| Consigne A |
Recopiez à l'identique le passage de l'extrait sur le père Benoît chez les Inuits, de « Le jésuite observe » à « tant les chrétiens. ».
| Consigne B |
Rédigez la suite de l'extrait consacré au missionnaire chez les Inuits, en reprenant après sa dernière phrase.

| Extrait du document |

Le père Arthur Benoît arrive dans une communauté inuite où un commis de la Baie d’Hudson fait la loi, établit des prix pour les fourrures qui laissent les chasseurs dans l’indigence. Personne n’ose lui tenir tête. Tous finissent par céder le fruit de leurs trappages, n’ayant aucun pouvoir de négocier. Le missionnaire est témoin de cette exploitation éhontée, sans jamais pouvoir s’interposer.

Le grand chasseur de la toundra avait traversé une multitude de kilomètres pour son dû. Il était fier. Tristement, impuissant devant l’homme blanc, il finissait immanquablement par plier. L’Inuk fixait alors l’Anglais d’un air mauvais, comme pour enregistrer dans sa mémoire le visage de l’ennemi, et s’en retournait, claquant la porte derrière lui. Wilson reprenait sa routine, mais ses mouvements nerveux trahissaient son effroi. Il ne devrait jamais se perdre dans cet arrière-pays, car ces êtres humiliés, telle une meute de loups blessés, l’attendraient au détour. (p.24)

Le jésuite observe comme un anthropologue, garde une certaine distance, tombe vite sous les charmes de ces courageux qui se plient aux caprices de la nature, des saisons, des animaux toujours en mouvement. Le père Benoît est fasciné par un homme en particulier, l’un des guides de son clan qui a réponse à tous les problèmes qui surgissent. Chaque jour, nourrir ses proches et les membres de sa communauté, est un défi. Arnasuk devient son ami, son mentor. Parti pour imposer ses croyances, le religieux est vite convaincu par ces gens qui affrontent des dangers et des épreuves terribles. Surtout, il aime leur regard sur la vie, la mort qui effarouche tant les chrétiens.

Entrées enregistrées:
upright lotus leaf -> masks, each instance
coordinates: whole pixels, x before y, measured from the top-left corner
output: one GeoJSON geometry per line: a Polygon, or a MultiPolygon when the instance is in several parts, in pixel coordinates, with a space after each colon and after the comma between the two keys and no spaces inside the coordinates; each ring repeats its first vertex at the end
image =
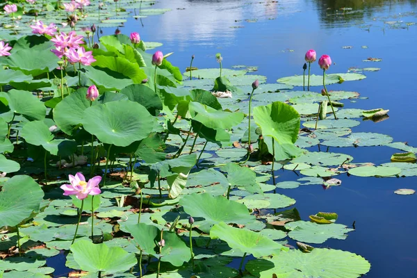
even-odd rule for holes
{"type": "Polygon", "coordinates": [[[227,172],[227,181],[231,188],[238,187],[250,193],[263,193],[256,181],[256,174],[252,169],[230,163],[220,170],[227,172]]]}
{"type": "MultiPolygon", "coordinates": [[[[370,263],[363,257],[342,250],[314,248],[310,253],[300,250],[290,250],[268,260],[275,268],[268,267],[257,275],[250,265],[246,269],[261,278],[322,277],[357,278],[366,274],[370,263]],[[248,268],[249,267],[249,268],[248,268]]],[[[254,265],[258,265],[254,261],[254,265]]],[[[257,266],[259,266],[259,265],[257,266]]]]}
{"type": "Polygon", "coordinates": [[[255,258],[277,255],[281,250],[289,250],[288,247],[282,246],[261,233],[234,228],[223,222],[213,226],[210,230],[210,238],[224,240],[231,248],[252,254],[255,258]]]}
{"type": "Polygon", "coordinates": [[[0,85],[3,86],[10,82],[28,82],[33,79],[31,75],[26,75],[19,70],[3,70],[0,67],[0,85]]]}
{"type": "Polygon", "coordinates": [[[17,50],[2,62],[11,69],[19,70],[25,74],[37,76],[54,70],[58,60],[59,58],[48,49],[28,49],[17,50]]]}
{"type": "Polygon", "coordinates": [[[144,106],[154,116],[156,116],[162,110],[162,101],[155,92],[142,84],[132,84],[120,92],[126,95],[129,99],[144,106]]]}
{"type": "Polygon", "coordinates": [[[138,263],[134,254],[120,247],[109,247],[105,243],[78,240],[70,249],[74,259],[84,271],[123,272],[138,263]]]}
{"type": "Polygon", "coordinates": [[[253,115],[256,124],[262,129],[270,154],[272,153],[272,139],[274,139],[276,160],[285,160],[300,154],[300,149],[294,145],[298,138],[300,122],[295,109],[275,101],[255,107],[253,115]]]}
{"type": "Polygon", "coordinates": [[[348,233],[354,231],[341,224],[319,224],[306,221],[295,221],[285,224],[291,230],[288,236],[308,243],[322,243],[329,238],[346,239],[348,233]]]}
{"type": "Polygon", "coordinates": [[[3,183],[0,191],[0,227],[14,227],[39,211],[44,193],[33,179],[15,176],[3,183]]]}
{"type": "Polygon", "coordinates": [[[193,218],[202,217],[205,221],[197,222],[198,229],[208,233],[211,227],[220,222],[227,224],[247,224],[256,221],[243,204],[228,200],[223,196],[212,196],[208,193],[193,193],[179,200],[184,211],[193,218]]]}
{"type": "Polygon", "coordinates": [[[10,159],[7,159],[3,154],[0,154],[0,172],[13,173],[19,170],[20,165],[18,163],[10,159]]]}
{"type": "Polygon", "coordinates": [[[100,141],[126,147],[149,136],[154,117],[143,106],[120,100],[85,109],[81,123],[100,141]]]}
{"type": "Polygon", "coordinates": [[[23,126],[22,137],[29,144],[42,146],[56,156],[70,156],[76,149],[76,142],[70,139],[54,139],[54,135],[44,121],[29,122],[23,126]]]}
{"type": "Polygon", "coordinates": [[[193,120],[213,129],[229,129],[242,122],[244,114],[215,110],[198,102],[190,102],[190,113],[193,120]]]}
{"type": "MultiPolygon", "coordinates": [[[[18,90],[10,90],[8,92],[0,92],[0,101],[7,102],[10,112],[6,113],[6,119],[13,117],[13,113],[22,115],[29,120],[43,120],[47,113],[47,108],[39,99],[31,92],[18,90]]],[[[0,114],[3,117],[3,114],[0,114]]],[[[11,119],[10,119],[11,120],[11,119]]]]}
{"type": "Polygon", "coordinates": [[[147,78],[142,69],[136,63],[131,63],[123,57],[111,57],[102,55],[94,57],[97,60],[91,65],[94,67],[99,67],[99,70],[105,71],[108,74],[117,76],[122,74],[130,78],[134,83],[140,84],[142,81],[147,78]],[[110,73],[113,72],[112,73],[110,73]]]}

| Résultat A |
Le jésuite observe comme un anthropologue, garde une certaine distance, tombe vite sous les charmes de ces courageux qui se plient aux caprices de la nature, des saisons, des animaux toujours en mouvement. Le père Benoît est fasciné par un homme en particulier, l’un des guides de son clan qui a réponse à tous les problèmes qui surgissent. Chaque jour, nourrir ses proches et les membres de sa communauté, est un défi. Arnasuk devient son ami, son mentor. Parti pour imposer ses croyances, le religieux est vite convaincu par ces gens qui affrontent des dangers et des épreuves terribles. Surtout, il aime leur regard sur la vie, la mort qui effarouche tant les chrétiens.

| Résultat B |
DRAME

Arnasuk et sa femme périssent lors de la montée des eaux au printemps, quand la glace cède brusquement et libère les rivières. La tragédie laisse Piari, leur jeune fils qui a été témoin de la mort de ses parents, traumatisé, incapable de reprendre contact avec les siens. Le père Benoît prend cet enfant sous son aile pour l’aider, lui faire oublier le drame qui a cassé sa vie.
Il réussit à le sortir de sa torpeur grâce aux livres. Le jeune garçon démontre un appétit d’apprendre qui fascine le jésuite. Après un certain temps, il décide de retourner avec lui à Montréal pour des études et des soins particuliers.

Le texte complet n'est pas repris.